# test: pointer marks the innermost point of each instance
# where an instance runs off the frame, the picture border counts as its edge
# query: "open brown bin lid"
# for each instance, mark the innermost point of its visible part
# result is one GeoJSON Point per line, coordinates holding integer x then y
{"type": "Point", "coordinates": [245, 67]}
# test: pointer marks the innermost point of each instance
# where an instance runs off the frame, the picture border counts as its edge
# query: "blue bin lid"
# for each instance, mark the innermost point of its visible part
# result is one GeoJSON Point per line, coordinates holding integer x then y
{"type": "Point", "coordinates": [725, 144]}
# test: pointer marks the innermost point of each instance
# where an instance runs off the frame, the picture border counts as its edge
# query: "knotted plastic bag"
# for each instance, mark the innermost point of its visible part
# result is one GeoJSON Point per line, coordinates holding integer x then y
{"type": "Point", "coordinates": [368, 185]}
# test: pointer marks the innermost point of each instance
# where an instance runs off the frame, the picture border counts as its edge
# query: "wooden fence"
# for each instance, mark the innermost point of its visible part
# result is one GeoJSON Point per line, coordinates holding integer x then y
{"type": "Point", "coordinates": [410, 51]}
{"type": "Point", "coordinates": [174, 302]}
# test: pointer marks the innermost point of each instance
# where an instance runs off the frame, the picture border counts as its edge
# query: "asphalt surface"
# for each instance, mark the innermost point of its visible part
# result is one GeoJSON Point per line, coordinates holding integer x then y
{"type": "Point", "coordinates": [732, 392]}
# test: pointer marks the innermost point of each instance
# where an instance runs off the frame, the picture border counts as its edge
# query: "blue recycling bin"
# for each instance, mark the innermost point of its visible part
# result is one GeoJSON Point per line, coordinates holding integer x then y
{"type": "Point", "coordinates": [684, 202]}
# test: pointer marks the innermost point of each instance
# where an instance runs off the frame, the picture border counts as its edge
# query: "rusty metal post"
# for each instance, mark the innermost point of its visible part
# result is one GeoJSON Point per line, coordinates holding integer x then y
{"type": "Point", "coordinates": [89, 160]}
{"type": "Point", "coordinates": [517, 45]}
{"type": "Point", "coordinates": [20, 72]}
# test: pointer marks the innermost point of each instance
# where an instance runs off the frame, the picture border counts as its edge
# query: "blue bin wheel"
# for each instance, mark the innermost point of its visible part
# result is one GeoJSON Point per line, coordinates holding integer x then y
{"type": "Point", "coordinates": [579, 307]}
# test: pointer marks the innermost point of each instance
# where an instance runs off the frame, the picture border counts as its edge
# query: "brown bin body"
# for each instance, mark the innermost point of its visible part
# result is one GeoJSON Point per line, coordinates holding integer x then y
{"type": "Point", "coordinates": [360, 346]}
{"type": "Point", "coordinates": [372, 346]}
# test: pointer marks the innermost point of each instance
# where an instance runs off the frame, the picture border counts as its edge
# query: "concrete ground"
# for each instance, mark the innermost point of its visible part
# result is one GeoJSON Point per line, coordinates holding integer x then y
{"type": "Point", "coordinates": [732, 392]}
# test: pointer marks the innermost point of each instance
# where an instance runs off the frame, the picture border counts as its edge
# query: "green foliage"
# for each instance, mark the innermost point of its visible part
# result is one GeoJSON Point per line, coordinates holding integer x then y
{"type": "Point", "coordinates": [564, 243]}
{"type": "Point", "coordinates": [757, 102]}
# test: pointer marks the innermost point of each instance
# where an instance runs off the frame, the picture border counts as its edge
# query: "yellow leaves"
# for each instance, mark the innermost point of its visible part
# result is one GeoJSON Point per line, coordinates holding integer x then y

────────

Report each line of the rows above that contains the string "brown". Case counts.

- **Finished answer**:
# query: "open brown bin lid"
# query: "brown bin body"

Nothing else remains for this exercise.